News Flash!



The Occupational Disability Issue & Chronology:

Rail Labor's Position


WASHINGTON, D.C., January 8 -- This is to update BLE members on recent actions taken by two members of the U.S. Railroad Retirement Board (RRB) on our occupational disability standards. In addition, we present here the background of chronological events leading up to this action:

In recognition of the severe safety and health threats in the rail workplace, Congress amended the 1946 Railroad Retirement Act to specifically provide occupational disability protections for sick or injured rail employees. These annuities are paid to railroad employees who become physically or mentally unable to perform their regular railroad operations. This is a very important benefit, because an individual does not have to be totally disabled for all work to receive this benefit. An individual need show only the lack of capacity to perform his or her regular railroad job to qualify.

Section 2(a)(2) of the Act specifically states that the RRB "with the cooperation of employers and employees" shall secure the establishment of standards determining what conditions would disable individuals for the various rail occupations. Further, the statute states that "the Board, employers, and employees shall cooperate" in the promotion of uniform standards.

The RRB has never officially adopted occupational disability standards. For more than 50 years, the RRB has used 1946 "provisional" standards to determine occupational disability. In 1988, the RRB's technical staff did develop a set of standards. Rail labor approved these standards, the carriers did not. As a result, these standards were not adopted.

In 1995, the RRB Management Member Jerome Kever presented the RRB with a set of standards designed to the Association of American Railroad's specifications and for which the AAR paid a private contractor $500,000. After much pressure from rail labor, management agreed to join a task force with rail labor and RRB employees to test both the AAR standards and the neutral 1988 RRB staff standards, and to jointly select appropriate standards after testing is completed. Testing began in early 1996 and it became apparent that the tests could not be completed by Sept. 1, 1996 and that several more months would be necessary to complete all the tests that the task force agreed to be performed.

Despite the fact that the testing was not completed, the RRB Chairman Glen Bower and Management Member Kever, passed a motion 2-to-1, with Labor Member V. M "Butch" Speakman dissenting at a November 20 meeting, to release any available preliminary test results on Dec. 6, 1996, if the Labor/Management/Board task force had not met by then to determine standards (even though final test results would not be available on that date). Furthermore, the majority motion would then give the parties six (6) days (Dec. 12, 1996) to make their final comments regarding establishment of standards. It was clear that the RRB majority intended to adopt the complete set of AAR occupational disability standards without the task force's input.

■ **Requests**:
(a) In the news item on rail occupational disability standards, how much did the AAR pay a private contractor for the standards it had designed?
(b) Reproduce the part of the news item on rail occupational disability standards that opens with the words containing "WASHINGTON, D.C., January" and closes with "job to qualify.".
(c) Take the news item on rail occupational disability standards further, picking up after its last sentence.

■ **Raw data**:

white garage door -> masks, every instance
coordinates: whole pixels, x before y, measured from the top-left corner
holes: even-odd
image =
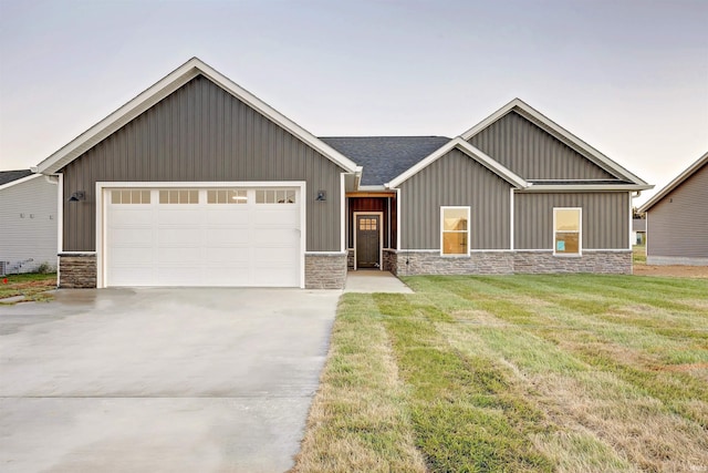
[[[299,188],[105,189],[105,286],[299,287]]]

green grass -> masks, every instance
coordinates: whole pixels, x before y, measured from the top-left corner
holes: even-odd
[[[708,280],[406,282],[343,296],[294,471],[708,467]]]
[[[0,278],[0,299],[22,296],[23,301],[49,300],[48,290],[56,288],[56,274],[21,274]],[[3,302],[0,302],[3,304]]]

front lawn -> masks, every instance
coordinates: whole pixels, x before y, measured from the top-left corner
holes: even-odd
[[[342,297],[294,471],[708,470],[708,280],[406,282]]]
[[[0,299],[22,296],[23,301],[48,300],[51,299],[51,296],[46,291],[55,288],[55,273],[30,273],[0,277]]]

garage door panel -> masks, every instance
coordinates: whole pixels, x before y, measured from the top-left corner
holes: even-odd
[[[254,228],[253,241],[257,246],[289,246],[298,247],[300,239],[300,232],[293,228]]]
[[[262,286],[273,286],[273,287],[283,287],[289,286],[290,281],[293,277],[296,277],[296,274],[292,271],[278,271],[274,268],[258,268],[253,273],[251,278],[252,286],[262,287]]]
[[[153,286],[154,276],[152,268],[136,271],[133,267],[114,267],[108,274],[113,286]]]
[[[250,286],[248,265],[214,267],[204,276],[208,286]]]
[[[300,226],[300,212],[298,208],[284,204],[279,206],[263,205],[257,208],[253,215],[253,225],[256,226],[275,226],[281,228]]]
[[[248,245],[248,228],[207,228],[206,244],[209,246]]]
[[[118,227],[110,228],[111,239],[119,246],[152,247],[153,228]]]
[[[248,227],[250,220],[249,208],[246,205],[226,205],[227,209],[215,210],[207,208],[205,212],[206,224],[209,226],[243,226]]]
[[[133,227],[150,227],[155,219],[155,213],[152,207],[143,208],[135,205],[108,206],[111,213],[111,225],[114,227],[133,226]]]
[[[247,267],[251,259],[251,247],[205,248],[204,258],[210,266],[242,265]]]
[[[298,260],[298,255],[294,254],[292,248],[289,247],[267,247],[267,248],[253,248],[253,257],[261,264],[270,264],[275,261],[283,261],[284,264],[292,264]]]
[[[163,264],[198,264],[204,259],[204,251],[198,246],[171,246],[157,248],[157,263]]]
[[[198,227],[204,224],[204,212],[195,205],[169,205],[169,207],[159,208],[157,212],[157,223],[159,225]]]
[[[118,246],[111,251],[113,266],[152,265],[154,256],[153,247]]]
[[[157,243],[158,245],[199,245],[201,241],[202,232],[204,230],[201,228],[160,227],[157,233]]]
[[[256,204],[254,199],[108,204],[105,284],[298,287],[300,219],[300,205]]]
[[[200,265],[162,265],[157,267],[156,286],[204,286],[202,273]]]

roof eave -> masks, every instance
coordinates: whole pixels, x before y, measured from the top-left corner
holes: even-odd
[[[527,119],[530,117],[537,122],[540,122],[543,126],[554,132],[558,136],[562,137],[563,138],[562,141],[566,141],[568,142],[566,144],[571,144],[573,145],[573,147],[580,148],[581,151],[587,153],[590,156],[592,156],[594,160],[600,162],[602,165],[615,172],[623,179],[631,181],[632,183],[637,185],[648,185],[645,181],[643,181],[632,172],[627,171],[620,164],[615,163],[613,160],[605,156],[603,153],[595,150],[593,146],[591,146],[580,137],[575,136],[573,133],[569,132],[568,130],[565,130],[564,127],[562,127],[561,125],[559,125],[558,123],[549,119],[548,116],[543,115],[541,112],[533,109],[531,105],[523,102],[521,99],[512,100],[511,102],[509,102],[508,104],[506,104],[504,106],[502,106],[501,109],[499,109],[498,111],[496,111],[494,113],[492,113],[491,115],[489,115],[488,117],[479,122],[477,125],[472,126],[467,132],[462,133],[461,134],[462,140],[465,141],[470,140],[472,136],[475,136],[482,130],[487,128],[489,125],[491,125],[502,116],[507,115],[509,112],[514,111],[514,109],[517,111],[522,112],[521,113],[522,116],[525,114]]]
[[[9,187],[17,186],[18,184],[27,183],[28,181],[32,181],[37,177],[44,177],[41,174],[30,174],[29,176],[20,177],[19,179],[10,181],[9,183],[4,183],[0,185],[0,191],[4,191]]]
[[[650,184],[532,184],[520,192],[647,191]]]
[[[131,100],[101,122],[79,135],[46,160],[42,161],[37,165],[38,172],[42,174],[53,174],[58,172],[91,147],[105,140],[112,133],[129,123],[150,106],[157,104],[159,101],[200,74],[211,80],[231,95],[244,102],[247,105],[266,115],[278,125],[288,130],[290,133],[319,151],[346,172],[356,172],[356,164],[350,158],[339,153],[336,150],[305,131],[292,120],[285,117],[280,112],[256,97],[256,95],[239,86],[233,81],[197,58],[190,59],[157,83],[139,93],[135,99]]]
[[[481,165],[483,165],[485,167],[487,167],[498,176],[502,177],[504,181],[509,182],[514,187],[523,188],[529,186],[529,183],[525,182],[523,178],[521,178],[520,176],[518,176],[507,167],[502,166],[501,164],[499,164],[498,162],[496,162],[494,160],[492,160],[491,157],[482,153],[481,150],[467,143],[460,136],[450,140],[448,143],[446,143],[445,145],[440,146],[438,150],[430,153],[430,155],[428,155],[425,160],[418,162],[415,166],[408,168],[405,173],[395,177],[389,183],[386,183],[385,186],[388,188],[398,187],[400,184],[403,184],[414,175],[418,174],[424,168],[428,167],[435,161],[445,156],[452,148],[460,150],[462,153],[467,154],[472,160],[477,161],[478,163],[480,163]]]
[[[693,176],[695,173],[697,173],[706,164],[708,164],[708,153],[706,153],[702,156],[700,156],[694,164],[691,164],[686,169],[684,169],[683,173],[680,173],[678,176],[676,176],[664,188],[662,188],[652,198],[649,198],[647,202],[645,202],[644,205],[641,206],[637,210],[638,212],[648,212],[649,208],[652,208],[656,204],[658,204],[659,200],[662,200],[664,197],[666,197],[666,195],[668,195],[671,191],[674,191],[676,187],[681,185],[684,183],[684,181],[686,181],[687,178]]]

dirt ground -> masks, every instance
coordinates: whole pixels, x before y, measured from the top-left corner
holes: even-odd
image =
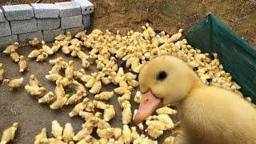
[[[0,5],[33,3],[38,0],[0,0]],[[56,2],[69,0],[41,0]],[[174,34],[189,30],[212,12],[256,47],[256,0],[90,0],[94,5],[92,28],[141,30],[149,22],[158,30]]]
[[[18,53],[27,56],[32,50],[30,46],[20,48]],[[56,58],[59,56],[63,57],[66,61],[74,60],[74,70],[78,70],[82,68],[81,61],[78,58],[74,58],[70,56],[65,56],[62,52],[53,55],[49,59]],[[5,69],[5,78],[24,78],[22,86],[14,91],[10,91],[6,86],[0,86],[0,134],[6,128],[10,126],[13,122],[18,122],[20,126],[18,133],[15,136],[15,141],[13,143],[17,144],[28,144],[33,143],[34,136],[40,133],[42,128],[47,129],[47,134],[50,138],[51,130],[51,121],[56,119],[59,123],[64,126],[65,123],[70,122],[74,129],[75,133],[81,130],[81,126],[84,120],[80,117],[70,118],[68,113],[72,110],[74,106],[64,106],[62,110],[53,110],[50,109],[47,104],[39,104],[37,99],[29,95],[24,90],[24,86],[28,84],[30,76],[35,74],[42,86],[46,89],[46,91],[54,91],[55,84],[45,78],[45,75],[48,74],[48,71],[51,70],[52,65],[48,62],[36,62],[34,59],[26,58],[26,62],[30,68],[29,72],[21,74],[18,72],[18,66],[17,63],[12,62],[10,58],[0,53],[0,62],[2,62]],[[119,62],[119,66],[122,66]],[[86,69],[86,73],[95,71],[95,66],[90,66]],[[102,91],[113,90],[116,86],[109,85],[104,86]],[[88,90],[89,91],[89,90]],[[132,96],[134,95],[136,90],[134,91]],[[92,95],[89,95],[92,98]],[[122,115],[121,109],[118,104],[118,95],[115,94],[114,98],[111,98],[108,103],[114,106],[116,116],[110,121],[112,126],[122,127]],[[92,99],[92,98],[91,98]],[[132,97],[131,99],[134,99]],[[138,105],[131,100],[132,110],[138,109]],[[176,122],[176,118],[173,118]],[[131,124],[132,126],[133,124]],[[159,142],[162,142],[164,138],[169,135],[170,133],[166,132],[159,138]]]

■ **Answers to the exercise**:
(a) $500,000.

(b)
WASHINGTON, D.C., January 8 -- This is to update BLE members on recent actions taken by two members of the U.S. Railroad Retirement Board (RRB) on our occupational disability standards. In addition, we present here the background of chronological events leading up to this action:

In recognition of the severe safety and health threats in the rail workplace, Congress amended the 1946 Railroad Retirement Act to specifically provide occupational disability protections for sick or injured rail employees. These annuities are paid to railroad employees who become physically or mentally unable to perform their regular railroad operations. This is a very important benefit, because an individual does not have to be totally disabled for all work to receive this benefit. An individual need show only the lack of capacity to perform his or her regular railroad job to qualify.

(c)
Following the November 20 meeting, rail labor vigorously protested to the AAR and to the National Railway Labor Conference that the agreement establishing the task force was being violated. However, the AAR and the NRLC clearly and openly reneged on its task force agreement with labor. On December 3, those carrier organizations notified rail labor that they would not wait for tests to be completed or for the joint rail Labor/Management task force to act, but would ask the RRB to vote at the Dec. 18, 1996 meeting to implement the AAR standards.

Rail labor strenuously objected. BLE International President Clarence Monin along with the chief executives of the other rail labor unions, wrote a joint letter to the three RRB members on December 4, requesting a 90-day delay so that the tests could be completed and that the task force could make some joint recommendations. The RRB not only did not honor labor's request for a delay, the RRB did not even honor rail labor with a response until forced to do so by Labor Member Speakman at the December 18 meeting. The request was denied.

In support of rail labor efforts to stop the RRB's expected action on December 18, the AFL-CIO Executive Council passed a resolution condemning the action of the rail industry's assault on the rail employee pension system.

That same afternoon, President Monin and International Vice-President & U.S. National Legislative Representative Leroy Jones, along with other rail labor representatives, met with Vice-President Al Gore, to inform him of the RRB's intended actions to attack rail workers' pensions and occupational disability standards and how their actions will have dire consequences for both rail employees and the entire Railroad Retirement System.

On the morning of December 18, rail labor executives, railroad employees, and other union members, demonstrated in front of the RRB's headquarters in downtown Chicago and entered the offices to demand that the agency suspend any further consideration of the industry proposal. Over the objections of Labor Member Speakman, the RRB voted 2-0, to slash disability pensions benefits. Under the industry proposal, the RRB will:

1. Immediately stop using the 1946 provisional occupational disability standards.

2. Begin rulemaking procedures to adopt AAR standards which are called
"Presumptive Occupational Disability Standards (PRODS)".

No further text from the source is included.